Brief 1: Copy the receiver forum thread from "You have what" up to and including "in these discussions.", replacing "receiver" with "amplifier".
Brief 2: Carry on the forum discussion about Denon and Onkyo receivers from the point where it stops.

Extract to read:

It is a fact that I've encountered more problems with Onkyo receivers than Denon ones. And I'm not talking just about the firmware issues your 805 series Onkyo had or the fire safety concerns which IMO were vastly overstated. I've got a couple of friends who have had issues with inputs failing on their 05 series Onkyo's. I've never had a friend encounter a Denon issue. I realize some day I probably will, but the fact remains that I haven't. I wasn't speaking in statistics I was speaking in experience. 

You have what I consider the greatest receiver ever made by Onkyo so I understand your love for the company and their products. I am in no way saying that they aren't still the best choice for many situations. My standard recommendation is still the 707 for it's feature/price value. However in this case my goal was to reassure the OP that he had a reliable receiver in the long term in the 1909 based on my experience with the various brands. 

I conclude by saying that I'm by no means the sole source of experience. There are many experiences including Tony's that I value equally or more in these discussions.


----------



## laser188139 (Sep 19, 2009)

ndurantz said:


> How would I know if this issue affects my brother's receiver? He doesn't pay too close of attention to that stuff and may well have gotten a notification from Denon, but not done anything about it.


Looking back in the 1909 thread, it appears the later firmware version is 00.90. This was initially published as fixing the iPod docking station issue. I found a note describing how to display the firmware versions here.


----------



## ndurantz (Aug 10, 2008)

laser188139 said:


> I found a note describing how to display the firmware versions here.


Awesome! Thanks for that research!! :T


----------



## SHUTTERUP (Jan 8, 2010)

:T Not to be OT here but I've had nothing but good results with Onkyo Starting with my beloved TX-SV313Pro then the TX-DS797 now currently the 805 which by the way has been stellar no issues what so ever. 


Unfortunately i'm looking to upgrade:T to the 1007 for more HDMI and other stuff and i know i'm going to be happy with it.


----------



## ndurantz (Aug 10, 2008)

This thread turned into a little bit of a Denon vs. Onkyo thing and that was not my intention. What I was trying to assess is whether I should buy the Denon or hold out, save my money and buy something else later. I have had good luck with Onkyo and really am not partial to either manufacturer at this point - whatever gives me the best performance for the $ is where my allegiances lie :R

So I bought the Denon from my brother for $180 and to date am pleased with the purchase. I am not sure what it is, but my little Orb Mod set-up has seemingly come more to life with the Denon at the heart of the system.

Information shown:
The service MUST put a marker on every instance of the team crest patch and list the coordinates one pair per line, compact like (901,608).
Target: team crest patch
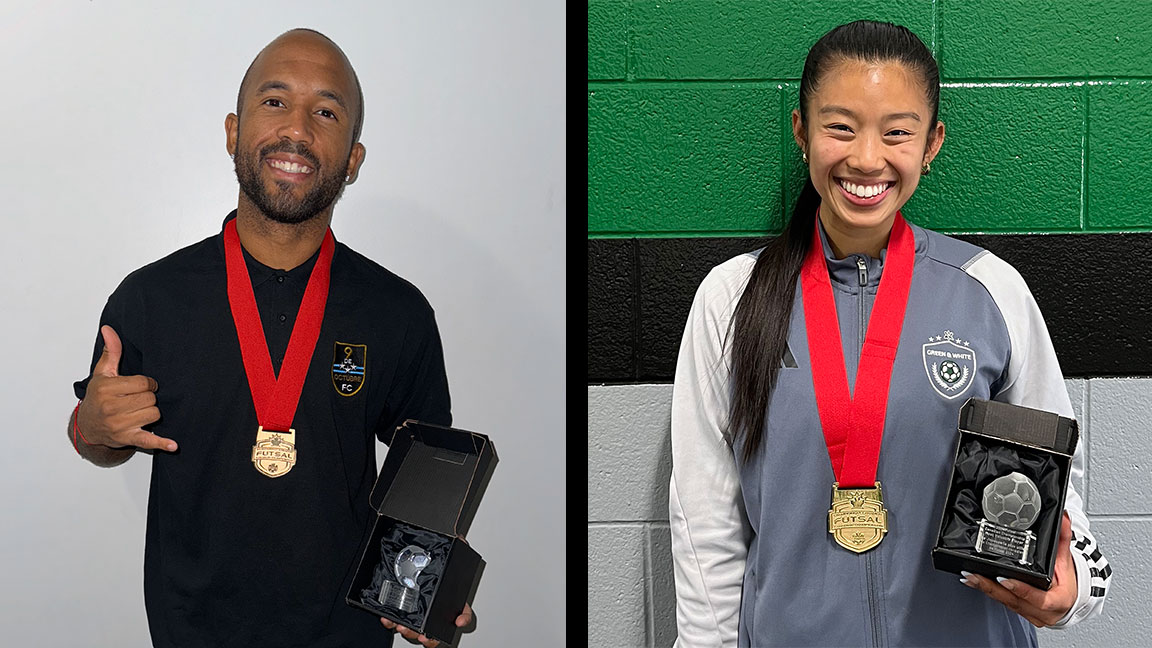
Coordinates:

Expected answer 1:
You have what I consider the greatest amplifier ever made by Onkyo so I understand your love for the company and their products. I am in no way saying that they aren't still the best choice for many situations. My standard recommendation is still the 707 for it's feature/price value. However in this case my goal was to reassure the OP that he had a reliable amplifier in the long term in the 1909 based on my experience with the various brands. 

I conclude by saying that I'm by no means the sole source of experience. There are many experiences including Tony's that I value equally or more in these discussions.

Expected answer 2:
That being said, I am wondering about three things:

1) I can't get the firmware check method to work letting me know whether it has the latest firmware version or not. I am only concerned as it seems the sub hits harder at lower frequencies than in upper (within the spectrum I have directed to the sub - set the cross-over at 100).

2) It seems there are a few settings related to the sub and low-end of the spectrum. I simply set the cross-over. What else do I need to check on and where do I go to do that?

3) The Denon is significantly taller than my old Onkyo, which leaves only about 2" above the unit for air circulation. The Onkyo ran hot, the Denon doesn't seem to so much, but know that isn't a lot of breathing room regardless of the unit in the space. Should I be concerned about the unit over-heating?

Thanks again for all of your help!!


----------



## bambino (Feb 21, 2010)

I wouldn't worry about the Denon over heating too much it may get warm but probly not hot and shouldn't thermo, I have 7 large speakers hooked to my 3808 and never had an issue, i have had it hot but yet to have it thermo.:T

As for the Firmware update i'm not sure if that is a glitch in the system or what as i can't do a firmware update on mine either. My dealer told me to try resetting my router but i have yet to try it.:dontknow:


----------



## ndurantz (Aug 10, 2008)

bambino said:


> I wouldn't worry about the Denon over heating too much it may get warm but probly not hot and shouldn't thermo, I have 7 large speakers hooked to my 3808 and never had an issue, i have had it hot but yet to have it thermo.:T
> 
> As for the Firmware update i'm not sure if that is a glitch in the system or what as i can't do a firmware update on mine either. My dealer told me to try resetting my router but i have yet to try it.:dontknow:


Cool. Thanks for the reassurance on the heating. The Denon is an icebox compared to the Onkyo, which is nice since I don't have a lot of space.

On the firmware, I am not trying to update it, I am just trying to find out what version I have. I think you have to send it to Denon to have the firmware updated. I did reset the microprocessor prior to hooking up the unit, so I should have started with a clean slate.


----------



## bambino (Feb 21, 2010)

No problem!


----------



## gumberlack (Aug 9, 2010)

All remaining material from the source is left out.